# What you need to do
Return each line from the items below that contains the word "weathered".
⟨
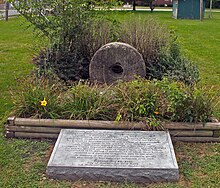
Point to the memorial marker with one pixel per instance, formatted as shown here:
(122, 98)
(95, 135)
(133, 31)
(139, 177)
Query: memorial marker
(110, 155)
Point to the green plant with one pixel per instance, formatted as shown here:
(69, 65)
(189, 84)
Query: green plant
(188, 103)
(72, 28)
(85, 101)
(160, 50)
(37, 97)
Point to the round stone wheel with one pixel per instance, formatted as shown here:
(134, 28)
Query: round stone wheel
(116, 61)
⟩
⟨
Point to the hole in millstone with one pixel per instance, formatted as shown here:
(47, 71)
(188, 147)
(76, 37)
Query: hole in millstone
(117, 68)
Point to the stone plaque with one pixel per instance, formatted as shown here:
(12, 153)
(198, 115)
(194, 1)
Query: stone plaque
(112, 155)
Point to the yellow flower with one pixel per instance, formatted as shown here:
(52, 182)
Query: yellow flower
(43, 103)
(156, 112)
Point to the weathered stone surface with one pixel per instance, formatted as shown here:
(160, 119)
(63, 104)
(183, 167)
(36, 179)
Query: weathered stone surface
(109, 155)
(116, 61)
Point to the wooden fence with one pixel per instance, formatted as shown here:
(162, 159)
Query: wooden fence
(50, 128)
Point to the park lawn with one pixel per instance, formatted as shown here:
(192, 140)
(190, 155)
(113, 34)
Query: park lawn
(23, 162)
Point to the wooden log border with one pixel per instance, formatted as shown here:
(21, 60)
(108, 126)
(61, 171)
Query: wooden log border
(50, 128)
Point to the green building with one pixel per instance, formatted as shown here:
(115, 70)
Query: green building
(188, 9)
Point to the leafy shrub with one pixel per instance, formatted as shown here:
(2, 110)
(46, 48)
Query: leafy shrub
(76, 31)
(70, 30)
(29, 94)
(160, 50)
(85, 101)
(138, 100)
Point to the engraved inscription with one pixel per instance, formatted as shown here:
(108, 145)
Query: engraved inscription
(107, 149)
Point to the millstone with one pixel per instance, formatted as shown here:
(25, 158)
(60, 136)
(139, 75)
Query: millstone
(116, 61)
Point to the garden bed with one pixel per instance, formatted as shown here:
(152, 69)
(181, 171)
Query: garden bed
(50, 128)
⟩
# Task response
Point to the weathered stone surface with one pixel per instance, formatted as shown here:
Query: weathered stone surface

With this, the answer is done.